TAREA INDICADA 1:
Responde estas preguntas sobre el extracto de página:
(a) ¿Desde qué página llega la carta, según el comentario inicial?
(b) ¿Dónde se plasmaron pequeños fragmentos en clave de la historia?
(c) ¿Con qué se compara la historia en el último párrafo?

EXTRACTO DE PÁGINA:
>>
COMENTARIO: Nuevamente desde la página de No se lo digas a nadie... llega otra carta de una mujer que fue abusada por su padre de pequeña... su propio padre... que triste puede llegar a ser la vida de un niño con relatos como éste.
Llevo tiempo buscando la mejor manera de expresarme, intentando dar con la fórmula que me permita contar —y contarme— mi historia. Y debería ser así, porque, a decir verdad, nunca lo hice; sólo fui capaz de plasmar pequeños fragmentos en clave en aquel diario que guardaba celosamente en mi adolescencia; retazos de un pasado donde relataba cómo me habían cagado la vida, cómo aprendí desde tan pequeña a sentir aquel odio tan inmenso…
Vueltas y más vueltas, viendo mi historia como un ovillo al que no acierto a encontrarle un principio. Pero lo encontraré; sé que hoy es el día indicado para sentarme a escribirla, porque estoy abierta hacia adentro, porque me estoy mirando, porque estoy sensible a mí, porque llueve… y porque tengo ganas de que me abracen.
<<
TAREA INDICADA 2: Enumera todas las líneas de las filas que contienen la palabra "painted" y cópialas sin cambios.

LISTA DE FILAS:
>>
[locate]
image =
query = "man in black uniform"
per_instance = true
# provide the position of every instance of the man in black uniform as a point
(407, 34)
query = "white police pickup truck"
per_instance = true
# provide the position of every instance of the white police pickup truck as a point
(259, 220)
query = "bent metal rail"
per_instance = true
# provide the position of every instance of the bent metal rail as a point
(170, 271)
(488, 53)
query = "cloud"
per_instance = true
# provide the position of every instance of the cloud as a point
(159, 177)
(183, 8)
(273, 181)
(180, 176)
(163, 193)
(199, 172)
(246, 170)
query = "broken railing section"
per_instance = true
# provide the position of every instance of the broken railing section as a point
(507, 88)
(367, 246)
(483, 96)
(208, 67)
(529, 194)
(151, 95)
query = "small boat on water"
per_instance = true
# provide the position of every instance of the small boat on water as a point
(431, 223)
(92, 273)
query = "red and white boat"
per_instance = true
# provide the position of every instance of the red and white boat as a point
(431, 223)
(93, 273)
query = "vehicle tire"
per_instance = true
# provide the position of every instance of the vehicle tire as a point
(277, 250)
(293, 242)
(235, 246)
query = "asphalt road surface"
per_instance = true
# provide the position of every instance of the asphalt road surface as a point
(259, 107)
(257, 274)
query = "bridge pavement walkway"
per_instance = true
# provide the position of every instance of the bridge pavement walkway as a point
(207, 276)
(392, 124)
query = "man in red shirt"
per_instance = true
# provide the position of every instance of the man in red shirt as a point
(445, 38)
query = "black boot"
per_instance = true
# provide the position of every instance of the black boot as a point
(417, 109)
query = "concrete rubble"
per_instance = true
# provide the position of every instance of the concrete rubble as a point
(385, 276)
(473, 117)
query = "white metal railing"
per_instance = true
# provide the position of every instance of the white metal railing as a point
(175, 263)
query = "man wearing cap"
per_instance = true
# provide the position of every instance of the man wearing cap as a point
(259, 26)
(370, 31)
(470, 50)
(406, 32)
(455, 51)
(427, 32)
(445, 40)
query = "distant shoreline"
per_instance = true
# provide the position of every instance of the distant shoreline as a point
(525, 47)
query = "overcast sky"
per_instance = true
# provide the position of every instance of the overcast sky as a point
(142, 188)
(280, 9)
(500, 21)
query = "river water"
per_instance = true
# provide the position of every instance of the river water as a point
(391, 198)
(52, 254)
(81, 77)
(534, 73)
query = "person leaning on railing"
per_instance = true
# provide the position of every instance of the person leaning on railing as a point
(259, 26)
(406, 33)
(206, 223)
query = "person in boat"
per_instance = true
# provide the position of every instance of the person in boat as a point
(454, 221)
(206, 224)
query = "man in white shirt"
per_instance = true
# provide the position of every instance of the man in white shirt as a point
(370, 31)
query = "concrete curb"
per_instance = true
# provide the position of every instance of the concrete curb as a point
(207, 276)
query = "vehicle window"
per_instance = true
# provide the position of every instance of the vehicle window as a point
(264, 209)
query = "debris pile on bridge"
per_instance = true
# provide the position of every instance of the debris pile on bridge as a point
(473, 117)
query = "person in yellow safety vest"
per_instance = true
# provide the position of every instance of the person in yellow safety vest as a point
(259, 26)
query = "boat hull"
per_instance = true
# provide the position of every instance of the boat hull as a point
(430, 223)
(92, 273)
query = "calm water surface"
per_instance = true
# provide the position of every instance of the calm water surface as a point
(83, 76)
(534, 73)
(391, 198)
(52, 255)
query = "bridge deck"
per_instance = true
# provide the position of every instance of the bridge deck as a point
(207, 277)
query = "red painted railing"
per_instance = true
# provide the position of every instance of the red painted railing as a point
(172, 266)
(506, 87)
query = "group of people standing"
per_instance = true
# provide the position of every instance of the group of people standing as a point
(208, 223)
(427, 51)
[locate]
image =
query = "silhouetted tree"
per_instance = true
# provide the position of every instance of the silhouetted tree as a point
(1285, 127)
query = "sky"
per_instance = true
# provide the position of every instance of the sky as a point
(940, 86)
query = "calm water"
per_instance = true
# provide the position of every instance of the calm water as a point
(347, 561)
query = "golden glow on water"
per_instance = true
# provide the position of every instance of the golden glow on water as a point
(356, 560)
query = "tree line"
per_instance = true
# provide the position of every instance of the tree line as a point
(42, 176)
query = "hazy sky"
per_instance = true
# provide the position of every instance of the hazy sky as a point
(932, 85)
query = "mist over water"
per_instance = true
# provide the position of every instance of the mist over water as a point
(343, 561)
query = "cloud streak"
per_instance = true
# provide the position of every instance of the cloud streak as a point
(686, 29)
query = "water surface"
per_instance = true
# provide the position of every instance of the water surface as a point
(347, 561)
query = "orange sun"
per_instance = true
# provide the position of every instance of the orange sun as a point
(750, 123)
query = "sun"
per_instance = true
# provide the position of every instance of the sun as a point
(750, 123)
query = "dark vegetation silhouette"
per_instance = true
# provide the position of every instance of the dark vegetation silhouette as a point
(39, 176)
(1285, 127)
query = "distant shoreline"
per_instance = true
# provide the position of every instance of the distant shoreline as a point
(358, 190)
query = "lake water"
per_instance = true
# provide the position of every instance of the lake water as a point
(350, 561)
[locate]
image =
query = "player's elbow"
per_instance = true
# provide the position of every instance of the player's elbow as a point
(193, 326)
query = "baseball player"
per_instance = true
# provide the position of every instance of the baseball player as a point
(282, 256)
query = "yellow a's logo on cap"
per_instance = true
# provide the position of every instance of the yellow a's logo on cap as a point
<<
RESULTADO FINAL 1:
(a) Desde la página de No se lo digas a nadie.
(b) En aquel diario que se guardaba celosamente en la adolescencia.
(c) Con un ovillo al que no se acierta a encontrarle un principio.

RESULTADO FINAL 2:
query = "red painted railing"
# provide the position of every instance of the red painted railing as a point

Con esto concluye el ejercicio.